- [WHAT YOU HAVE TO DO] Count the lines in the entries below that contain the string "sign". Reply with only the number.

- [RECORDS FOR THIS EXERCISE]
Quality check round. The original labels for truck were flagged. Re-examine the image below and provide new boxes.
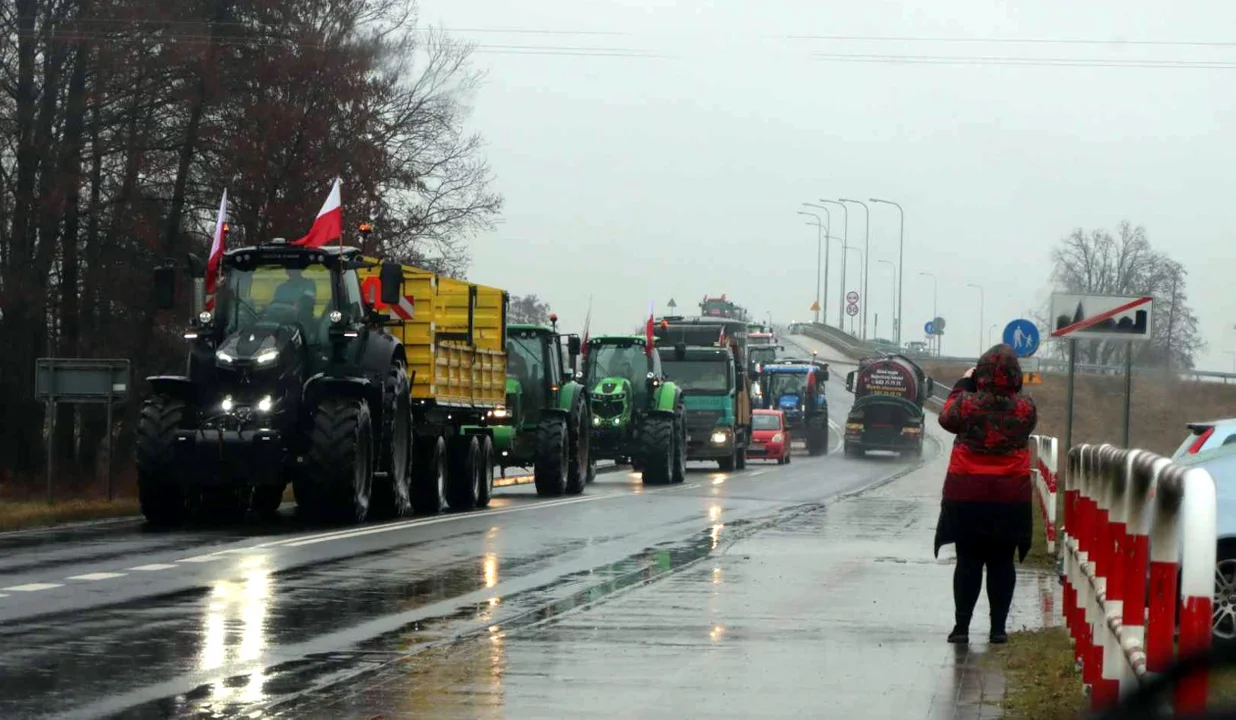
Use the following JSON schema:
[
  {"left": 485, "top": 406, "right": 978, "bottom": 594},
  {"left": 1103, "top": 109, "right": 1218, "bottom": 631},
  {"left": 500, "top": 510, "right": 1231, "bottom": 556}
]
[
  {"left": 136, "top": 238, "right": 508, "bottom": 526},
  {"left": 844, "top": 354, "right": 934, "bottom": 457},
  {"left": 760, "top": 356, "right": 829, "bottom": 456},
  {"left": 583, "top": 335, "right": 687, "bottom": 484},
  {"left": 489, "top": 315, "right": 596, "bottom": 496},
  {"left": 655, "top": 316, "right": 754, "bottom": 471},
  {"left": 700, "top": 294, "right": 747, "bottom": 322}
]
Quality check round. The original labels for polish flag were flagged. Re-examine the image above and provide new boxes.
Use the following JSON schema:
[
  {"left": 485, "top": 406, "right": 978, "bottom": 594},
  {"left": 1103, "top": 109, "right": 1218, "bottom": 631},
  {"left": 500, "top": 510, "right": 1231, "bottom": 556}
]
[
  {"left": 644, "top": 303, "right": 654, "bottom": 357},
  {"left": 206, "top": 189, "right": 227, "bottom": 312},
  {"left": 292, "top": 178, "right": 344, "bottom": 247}
]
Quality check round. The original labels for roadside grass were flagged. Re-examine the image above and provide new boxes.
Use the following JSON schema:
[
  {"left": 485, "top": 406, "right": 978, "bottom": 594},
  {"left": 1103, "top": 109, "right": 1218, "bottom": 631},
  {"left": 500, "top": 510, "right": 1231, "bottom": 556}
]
[{"left": 923, "top": 362, "right": 1236, "bottom": 454}]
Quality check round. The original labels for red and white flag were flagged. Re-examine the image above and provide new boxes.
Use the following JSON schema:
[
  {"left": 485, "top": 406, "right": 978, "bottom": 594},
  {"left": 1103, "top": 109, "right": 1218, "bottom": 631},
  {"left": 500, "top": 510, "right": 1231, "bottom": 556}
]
[
  {"left": 292, "top": 178, "right": 344, "bottom": 247},
  {"left": 644, "top": 301, "right": 655, "bottom": 357},
  {"left": 206, "top": 189, "right": 227, "bottom": 312}
]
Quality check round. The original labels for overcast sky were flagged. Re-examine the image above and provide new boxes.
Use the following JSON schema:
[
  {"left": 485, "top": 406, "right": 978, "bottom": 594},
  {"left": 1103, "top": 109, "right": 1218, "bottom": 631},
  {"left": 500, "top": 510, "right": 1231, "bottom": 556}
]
[{"left": 420, "top": 0, "right": 1236, "bottom": 372}]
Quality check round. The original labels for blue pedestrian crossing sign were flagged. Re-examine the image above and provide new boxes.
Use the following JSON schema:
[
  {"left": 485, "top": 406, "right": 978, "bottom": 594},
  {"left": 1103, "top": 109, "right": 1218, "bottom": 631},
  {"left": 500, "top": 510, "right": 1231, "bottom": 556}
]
[{"left": 1004, "top": 319, "right": 1038, "bottom": 357}]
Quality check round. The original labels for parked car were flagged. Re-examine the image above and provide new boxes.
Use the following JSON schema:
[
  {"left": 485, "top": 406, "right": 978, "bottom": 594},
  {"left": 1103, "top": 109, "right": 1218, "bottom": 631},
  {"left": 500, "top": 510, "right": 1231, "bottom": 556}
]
[
  {"left": 747, "top": 410, "right": 790, "bottom": 466},
  {"left": 1172, "top": 419, "right": 1236, "bottom": 459}
]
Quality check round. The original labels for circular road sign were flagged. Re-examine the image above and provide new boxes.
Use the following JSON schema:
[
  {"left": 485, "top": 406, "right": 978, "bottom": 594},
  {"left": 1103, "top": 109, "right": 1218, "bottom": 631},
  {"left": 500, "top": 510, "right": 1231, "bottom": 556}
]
[{"left": 1002, "top": 317, "right": 1039, "bottom": 357}]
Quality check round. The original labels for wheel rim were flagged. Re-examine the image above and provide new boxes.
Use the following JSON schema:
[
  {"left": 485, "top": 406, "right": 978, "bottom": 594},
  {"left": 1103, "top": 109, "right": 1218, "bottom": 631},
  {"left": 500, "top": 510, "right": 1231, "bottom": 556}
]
[{"left": 1211, "top": 558, "right": 1236, "bottom": 640}]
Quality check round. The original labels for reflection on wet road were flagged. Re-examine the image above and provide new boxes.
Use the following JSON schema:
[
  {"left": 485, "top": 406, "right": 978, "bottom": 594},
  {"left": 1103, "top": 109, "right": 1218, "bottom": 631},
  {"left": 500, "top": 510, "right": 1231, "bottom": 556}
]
[{"left": 0, "top": 335, "right": 954, "bottom": 718}]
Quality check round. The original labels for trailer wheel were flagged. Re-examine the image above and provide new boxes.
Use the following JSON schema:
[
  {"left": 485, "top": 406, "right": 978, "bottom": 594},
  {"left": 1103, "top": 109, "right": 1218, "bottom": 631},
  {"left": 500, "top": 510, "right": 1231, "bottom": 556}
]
[
  {"left": 446, "top": 435, "right": 481, "bottom": 513},
  {"left": 137, "top": 395, "right": 188, "bottom": 527},
  {"left": 476, "top": 436, "right": 493, "bottom": 508},
  {"left": 640, "top": 416, "right": 677, "bottom": 485},
  {"left": 297, "top": 398, "right": 373, "bottom": 522},
  {"left": 412, "top": 436, "right": 447, "bottom": 515},
  {"left": 533, "top": 417, "right": 570, "bottom": 498},
  {"left": 370, "top": 362, "right": 412, "bottom": 520},
  {"left": 566, "top": 399, "right": 597, "bottom": 495}
]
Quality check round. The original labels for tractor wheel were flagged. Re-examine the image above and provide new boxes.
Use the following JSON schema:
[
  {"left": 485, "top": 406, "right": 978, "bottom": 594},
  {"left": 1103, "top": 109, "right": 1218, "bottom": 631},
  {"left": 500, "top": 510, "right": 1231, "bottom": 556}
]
[
  {"left": 533, "top": 417, "right": 570, "bottom": 498},
  {"left": 476, "top": 436, "right": 493, "bottom": 508},
  {"left": 137, "top": 395, "right": 189, "bottom": 527},
  {"left": 297, "top": 398, "right": 373, "bottom": 524},
  {"left": 640, "top": 416, "right": 677, "bottom": 485},
  {"left": 412, "top": 436, "right": 447, "bottom": 515},
  {"left": 446, "top": 435, "right": 481, "bottom": 513},
  {"left": 566, "top": 399, "right": 597, "bottom": 495},
  {"left": 670, "top": 410, "right": 687, "bottom": 483},
  {"left": 370, "top": 362, "right": 412, "bottom": 520}
]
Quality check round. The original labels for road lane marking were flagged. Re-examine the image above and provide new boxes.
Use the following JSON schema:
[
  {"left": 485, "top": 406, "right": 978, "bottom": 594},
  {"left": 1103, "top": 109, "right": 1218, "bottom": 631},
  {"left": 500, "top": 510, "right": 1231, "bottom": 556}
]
[
  {"left": 2, "top": 583, "right": 64, "bottom": 593},
  {"left": 67, "top": 573, "right": 126, "bottom": 580}
]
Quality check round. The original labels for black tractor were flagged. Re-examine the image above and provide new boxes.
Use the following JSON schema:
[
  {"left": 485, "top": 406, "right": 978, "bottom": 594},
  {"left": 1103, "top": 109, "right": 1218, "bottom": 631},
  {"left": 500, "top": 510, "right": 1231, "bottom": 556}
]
[{"left": 137, "top": 241, "right": 410, "bottom": 526}]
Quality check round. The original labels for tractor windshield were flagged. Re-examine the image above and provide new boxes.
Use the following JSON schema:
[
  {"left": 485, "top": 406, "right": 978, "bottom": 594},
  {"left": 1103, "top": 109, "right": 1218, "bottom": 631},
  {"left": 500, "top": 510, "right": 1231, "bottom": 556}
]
[{"left": 220, "top": 264, "right": 336, "bottom": 345}]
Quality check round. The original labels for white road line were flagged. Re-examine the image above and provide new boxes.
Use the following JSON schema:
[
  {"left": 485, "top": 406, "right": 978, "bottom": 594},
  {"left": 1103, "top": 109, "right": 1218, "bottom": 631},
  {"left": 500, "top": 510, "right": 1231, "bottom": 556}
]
[
  {"left": 66, "top": 573, "right": 127, "bottom": 580},
  {"left": 0, "top": 583, "right": 64, "bottom": 593}
]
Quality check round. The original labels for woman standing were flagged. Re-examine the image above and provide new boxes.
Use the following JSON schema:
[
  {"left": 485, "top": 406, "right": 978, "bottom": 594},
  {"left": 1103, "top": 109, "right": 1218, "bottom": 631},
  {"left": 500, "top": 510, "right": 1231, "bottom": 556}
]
[{"left": 936, "top": 345, "right": 1038, "bottom": 643}]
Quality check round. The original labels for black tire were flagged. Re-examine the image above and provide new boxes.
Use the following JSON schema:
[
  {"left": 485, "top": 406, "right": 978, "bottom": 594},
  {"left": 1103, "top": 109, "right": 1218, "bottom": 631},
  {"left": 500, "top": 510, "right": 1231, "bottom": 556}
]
[
  {"left": 412, "top": 436, "right": 447, "bottom": 515},
  {"left": 639, "top": 415, "right": 677, "bottom": 485},
  {"left": 297, "top": 398, "right": 373, "bottom": 524},
  {"left": 137, "top": 395, "right": 189, "bottom": 527},
  {"left": 251, "top": 485, "right": 284, "bottom": 521},
  {"left": 670, "top": 409, "right": 687, "bottom": 484},
  {"left": 446, "top": 435, "right": 481, "bottom": 513},
  {"left": 566, "top": 398, "right": 596, "bottom": 495},
  {"left": 370, "top": 362, "right": 413, "bottom": 520},
  {"left": 476, "top": 436, "right": 493, "bottom": 508},
  {"left": 533, "top": 417, "right": 570, "bottom": 498}
]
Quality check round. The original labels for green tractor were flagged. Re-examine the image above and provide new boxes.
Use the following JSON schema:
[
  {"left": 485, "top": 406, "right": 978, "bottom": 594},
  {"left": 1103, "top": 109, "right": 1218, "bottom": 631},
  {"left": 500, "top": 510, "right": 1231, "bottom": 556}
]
[
  {"left": 488, "top": 315, "right": 596, "bottom": 496},
  {"left": 583, "top": 336, "right": 687, "bottom": 484}
]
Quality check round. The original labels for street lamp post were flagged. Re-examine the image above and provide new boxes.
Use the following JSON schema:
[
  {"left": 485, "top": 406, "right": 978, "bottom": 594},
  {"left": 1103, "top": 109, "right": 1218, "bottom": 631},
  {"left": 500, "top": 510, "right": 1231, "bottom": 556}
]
[
  {"left": 965, "top": 283, "right": 985, "bottom": 357},
  {"left": 918, "top": 273, "right": 939, "bottom": 357},
  {"left": 798, "top": 210, "right": 827, "bottom": 324},
  {"left": 838, "top": 198, "right": 871, "bottom": 340},
  {"left": 875, "top": 261, "right": 900, "bottom": 347},
  {"left": 803, "top": 203, "right": 833, "bottom": 324},
  {"left": 819, "top": 199, "right": 849, "bottom": 327},
  {"left": 869, "top": 198, "right": 906, "bottom": 347}
]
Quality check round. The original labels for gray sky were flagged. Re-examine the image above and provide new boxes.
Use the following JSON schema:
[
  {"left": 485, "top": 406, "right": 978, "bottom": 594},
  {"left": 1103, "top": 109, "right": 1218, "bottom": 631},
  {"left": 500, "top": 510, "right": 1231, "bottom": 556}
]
[{"left": 420, "top": 0, "right": 1236, "bottom": 370}]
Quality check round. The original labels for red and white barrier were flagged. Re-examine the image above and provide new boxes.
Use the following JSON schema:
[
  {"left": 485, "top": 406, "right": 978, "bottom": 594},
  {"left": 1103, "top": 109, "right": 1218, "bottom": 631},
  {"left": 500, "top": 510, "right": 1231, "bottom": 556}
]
[
  {"left": 1030, "top": 435, "right": 1059, "bottom": 555},
  {"left": 1062, "top": 445, "right": 1217, "bottom": 713}
]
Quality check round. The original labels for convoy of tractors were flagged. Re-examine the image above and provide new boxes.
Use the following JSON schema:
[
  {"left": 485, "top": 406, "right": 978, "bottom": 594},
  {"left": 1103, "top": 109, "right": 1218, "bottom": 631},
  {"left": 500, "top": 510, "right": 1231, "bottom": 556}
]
[{"left": 137, "top": 240, "right": 921, "bottom": 526}]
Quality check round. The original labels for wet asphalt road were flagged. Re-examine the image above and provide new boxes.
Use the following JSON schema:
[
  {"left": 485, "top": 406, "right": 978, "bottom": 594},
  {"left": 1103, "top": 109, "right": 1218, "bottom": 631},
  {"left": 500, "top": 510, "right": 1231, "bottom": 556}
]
[{"left": 0, "top": 338, "right": 929, "bottom": 718}]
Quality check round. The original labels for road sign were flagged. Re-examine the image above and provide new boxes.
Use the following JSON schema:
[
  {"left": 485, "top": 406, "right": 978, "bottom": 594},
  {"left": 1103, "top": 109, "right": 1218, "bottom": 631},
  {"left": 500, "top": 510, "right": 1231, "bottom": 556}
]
[
  {"left": 1051, "top": 293, "right": 1154, "bottom": 341},
  {"left": 1004, "top": 317, "right": 1038, "bottom": 357}
]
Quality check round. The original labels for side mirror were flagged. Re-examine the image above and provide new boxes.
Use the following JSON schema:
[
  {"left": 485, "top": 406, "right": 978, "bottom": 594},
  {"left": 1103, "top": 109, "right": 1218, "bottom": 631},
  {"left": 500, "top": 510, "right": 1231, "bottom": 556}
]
[
  {"left": 155, "top": 267, "right": 176, "bottom": 310},
  {"left": 378, "top": 263, "right": 403, "bottom": 305}
]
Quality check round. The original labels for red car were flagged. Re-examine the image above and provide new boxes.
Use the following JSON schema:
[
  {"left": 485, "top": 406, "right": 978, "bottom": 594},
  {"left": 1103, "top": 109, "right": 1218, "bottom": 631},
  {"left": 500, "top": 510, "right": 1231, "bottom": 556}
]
[{"left": 747, "top": 410, "right": 790, "bottom": 466}]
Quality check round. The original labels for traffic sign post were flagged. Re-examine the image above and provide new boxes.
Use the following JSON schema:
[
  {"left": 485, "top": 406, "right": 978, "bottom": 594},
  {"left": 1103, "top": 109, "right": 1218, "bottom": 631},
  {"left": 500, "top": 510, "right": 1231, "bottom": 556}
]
[
  {"left": 1002, "top": 317, "right": 1039, "bottom": 357},
  {"left": 1049, "top": 293, "right": 1154, "bottom": 447}
]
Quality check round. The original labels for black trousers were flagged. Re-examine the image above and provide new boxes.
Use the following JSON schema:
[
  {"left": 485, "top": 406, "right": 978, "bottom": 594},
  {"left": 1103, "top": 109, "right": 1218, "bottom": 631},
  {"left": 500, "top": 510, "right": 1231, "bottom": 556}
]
[{"left": 953, "top": 540, "right": 1017, "bottom": 630}]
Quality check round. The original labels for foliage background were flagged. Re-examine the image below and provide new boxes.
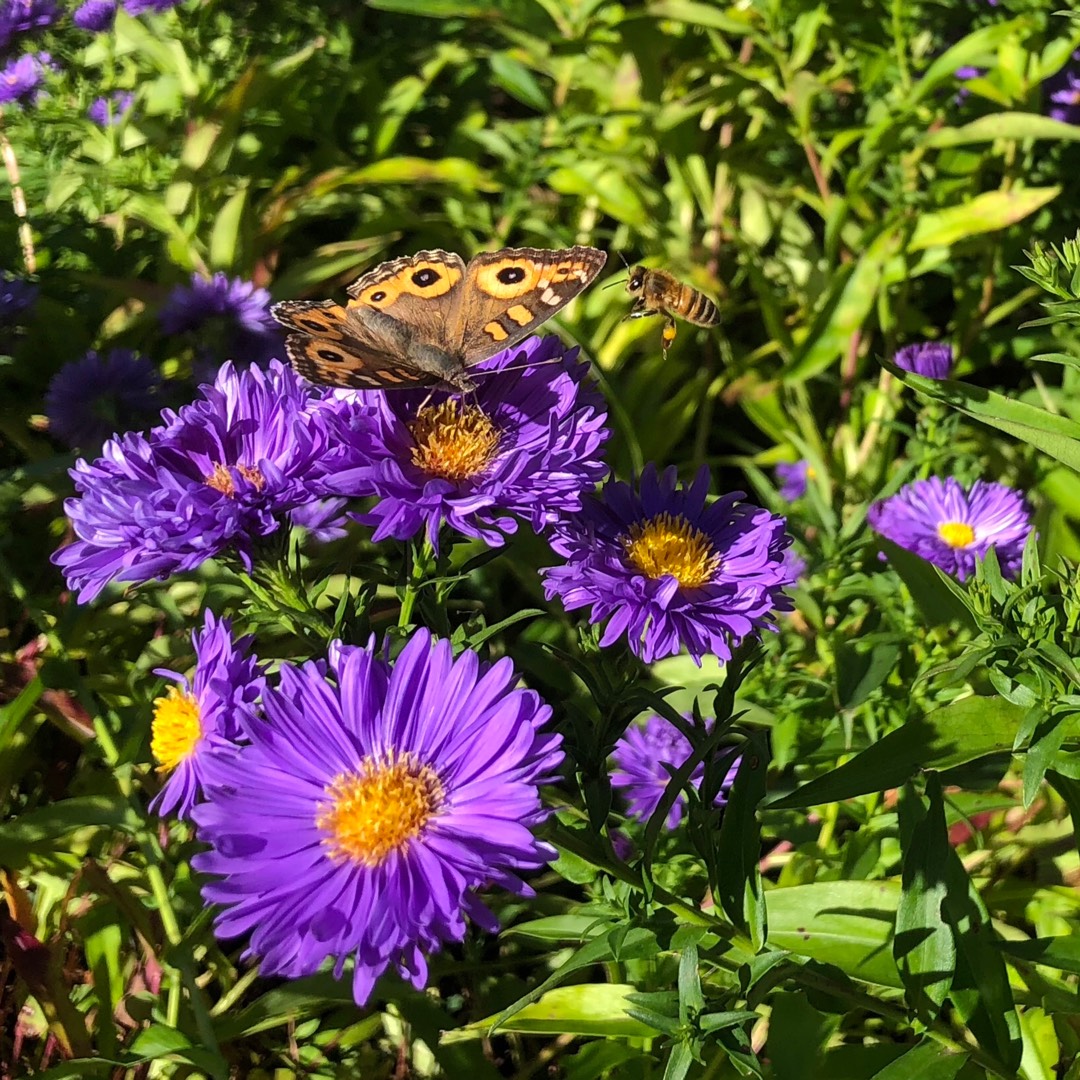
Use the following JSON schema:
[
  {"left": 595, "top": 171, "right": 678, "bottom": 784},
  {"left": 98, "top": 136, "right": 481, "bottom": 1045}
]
[{"left": 6, "top": 0, "right": 1080, "bottom": 1080}]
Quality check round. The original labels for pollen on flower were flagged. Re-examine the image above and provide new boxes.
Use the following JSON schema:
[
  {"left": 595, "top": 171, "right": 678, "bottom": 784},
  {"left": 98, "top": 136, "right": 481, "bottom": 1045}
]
[
  {"left": 937, "top": 522, "right": 975, "bottom": 548},
  {"left": 205, "top": 461, "right": 267, "bottom": 499},
  {"left": 150, "top": 686, "right": 202, "bottom": 772},
  {"left": 409, "top": 397, "right": 499, "bottom": 481},
  {"left": 622, "top": 513, "right": 720, "bottom": 589},
  {"left": 315, "top": 754, "right": 443, "bottom": 868}
]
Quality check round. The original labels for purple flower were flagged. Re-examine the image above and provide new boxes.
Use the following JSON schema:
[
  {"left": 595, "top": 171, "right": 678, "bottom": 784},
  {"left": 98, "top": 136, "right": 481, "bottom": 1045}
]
[
  {"left": 158, "top": 273, "right": 282, "bottom": 364},
  {"left": 0, "top": 0, "right": 58, "bottom": 52},
  {"left": 0, "top": 270, "right": 38, "bottom": 326},
  {"left": 192, "top": 630, "right": 563, "bottom": 1004},
  {"left": 867, "top": 476, "right": 1031, "bottom": 581},
  {"left": 45, "top": 349, "right": 161, "bottom": 449},
  {"left": 150, "top": 610, "right": 264, "bottom": 818},
  {"left": 53, "top": 362, "right": 347, "bottom": 604},
  {"left": 0, "top": 53, "right": 55, "bottom": 105},
  {"left": 611, "top": 716, "right": 739, "bottom": 829},
  {"left": 71, "top": 0, "right": 117, "bottom": 32},
  {"left": 777, "top": 459, "right": 814, "bottom": 502},
  {"left": 542, "top": 464, "right": 794, "bottom": 664},
  {"left": 892, "top": 341, "right": 955, "bottom": 379},
  {"left": 319, "top": 337, "right": 609, "bottom": 549},
  {"left": 86, "top": 90, "right": 135, "bottom": 127},
  {"left": 124, "top": 0, "right": 181, "bottom": 15}
]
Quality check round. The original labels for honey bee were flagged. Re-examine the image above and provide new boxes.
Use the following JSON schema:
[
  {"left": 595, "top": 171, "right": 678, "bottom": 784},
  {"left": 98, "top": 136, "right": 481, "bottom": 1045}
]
[{"left": 625, "top": 266, "right": 720, "bottom": 354}]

- [CORRECT RESPONSE] 4